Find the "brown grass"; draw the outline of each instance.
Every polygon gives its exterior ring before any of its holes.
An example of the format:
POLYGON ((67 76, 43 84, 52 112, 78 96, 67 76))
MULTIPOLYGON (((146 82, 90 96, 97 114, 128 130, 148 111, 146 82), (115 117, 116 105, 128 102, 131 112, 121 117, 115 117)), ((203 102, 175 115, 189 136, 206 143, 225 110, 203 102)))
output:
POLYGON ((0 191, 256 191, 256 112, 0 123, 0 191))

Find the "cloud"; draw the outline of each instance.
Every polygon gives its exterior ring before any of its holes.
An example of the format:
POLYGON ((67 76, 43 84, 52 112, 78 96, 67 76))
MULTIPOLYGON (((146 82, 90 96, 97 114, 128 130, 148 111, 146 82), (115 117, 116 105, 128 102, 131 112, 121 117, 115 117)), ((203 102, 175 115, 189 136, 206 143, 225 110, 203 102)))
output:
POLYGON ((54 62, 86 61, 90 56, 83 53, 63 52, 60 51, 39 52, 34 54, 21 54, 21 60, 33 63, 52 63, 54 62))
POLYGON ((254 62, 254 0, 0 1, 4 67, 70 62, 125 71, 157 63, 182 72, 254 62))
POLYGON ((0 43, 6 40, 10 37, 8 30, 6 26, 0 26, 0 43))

● ● ●

## Aim of the task:
Please reproduce the lines without any change, starting with the very first one and going on through the line with "POLYGON ((0 191, 256".

## Complete answer:
Find the "brown grass"; draw the outline of each instance.
Every polygon gives its exterior ring before any of its holes.
An example of the format:
POLYGON ((67 76, 43 84, 52 112, 78 96, 67 76))
MULTIPOLYGON (((146 82, 90 96, 97 114, 128 130, 148 111, 146 82), (115 117, 116 105, 128 102, 131 112, 121 117, 115 117)), ((203 102, 175 115, 189 136, 206 143, 225 110, 203 102)))
output:
POLYGON ((0 191, 256 191, 256 112, 0 123, 0 191))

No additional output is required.